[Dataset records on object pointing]
## Start

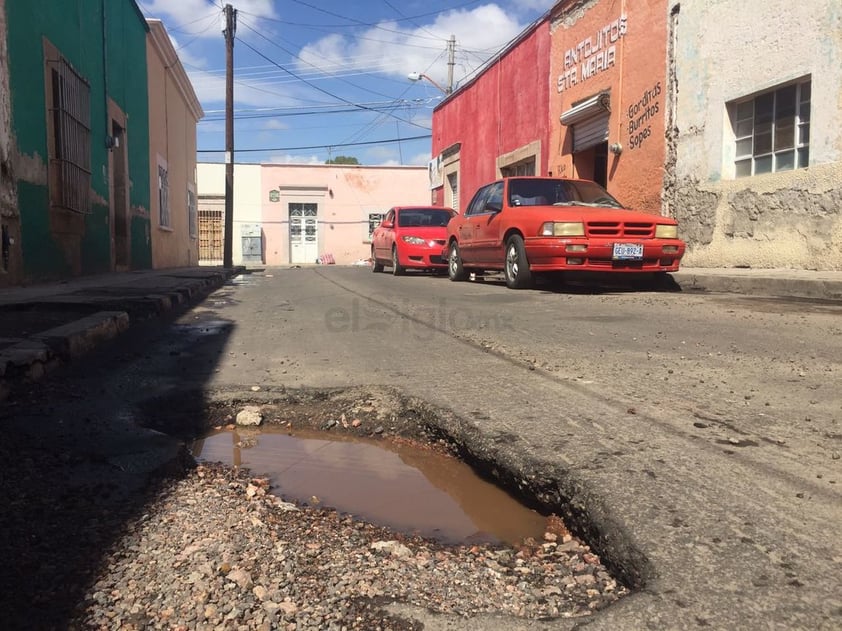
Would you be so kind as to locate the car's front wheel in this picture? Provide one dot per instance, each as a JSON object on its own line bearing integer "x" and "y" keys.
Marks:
{"x": 375, "y": 265}
{"x": 516, "y": 268}
{"x": 455, "y": 269}
{"x": 397, "y": 268}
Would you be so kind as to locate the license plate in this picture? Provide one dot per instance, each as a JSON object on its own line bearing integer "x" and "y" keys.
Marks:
{"x": 628, "y": 251}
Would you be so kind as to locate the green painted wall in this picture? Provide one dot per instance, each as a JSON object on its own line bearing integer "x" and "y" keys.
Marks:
{"x": 78, "y": 29}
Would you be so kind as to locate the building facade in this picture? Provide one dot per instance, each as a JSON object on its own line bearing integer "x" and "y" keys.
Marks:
{"x": 607, "y": 115}
{"x": 496, "y": 124}
{"x": 173, "y": 114}
{"x": 755, "y": 158}
{"x": 10, "y": 259}
{"x": 79, "y": 138}
{"x": 247, "y": 212}
{"x": 302, "y": 214}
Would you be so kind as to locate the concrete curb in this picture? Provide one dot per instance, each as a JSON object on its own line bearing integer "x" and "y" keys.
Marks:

## End

• **PROBLEM REQUIREMENTS**: Output every line of the records above as a numbered list, leaving out the pictures and skipping any blank lines.

• **SOLUTION TO THIS TASK**:
1. Would you be so kind as to locate the car's front wheel in this picture? Provide one dot per instance, each as a JSON object on its own line bearing integer "x" and "y" keys.
2. Marks:
3. {"x": 375, "y": 265}
4. {"x": 516, "y": 268}
5. {"x": 455, "y": 269}
6. {"x": 397, "y": 268}
7. Would you be so kind as to locate the license plate in this picture? Provide one dot per instance, each as a JSON object on its own line bearing integer "x" and "y" keys.
8. Marks:
9. {"x": 628, "y": 251}
10. Would you be so kind as to locate the green painted wall in this picture? Provide one dot per instance, each as a JSON object on its own line bearing integer "x" and "y" keys.
11. Marks:
12. {"x": 78, "y": 29}
13. Would you be so kind as to locate the building facade in this picture? Provide one dot per instance, each as a JSON object on its own line bearing integer "x" and "y" keys.
14. Marks:
15. {"x": 607, "y": 115}
16. {"x": 496, "y": 124}
17. {"x": 173, "y": 114}
18. {"x": 755, "y": 158}
19. {"x": 10, "y": 259}
20. {"x": 79, "y": 138}
21. {"x": 247, "y": 212}
22. {"x": 302, "y": 214}
23. Would you be so kind as to locate the concrete curb in this picture? Provide one dot per instance, each as a JSON object on its own line bearing integer "x" and "y" keys.
24. Marks:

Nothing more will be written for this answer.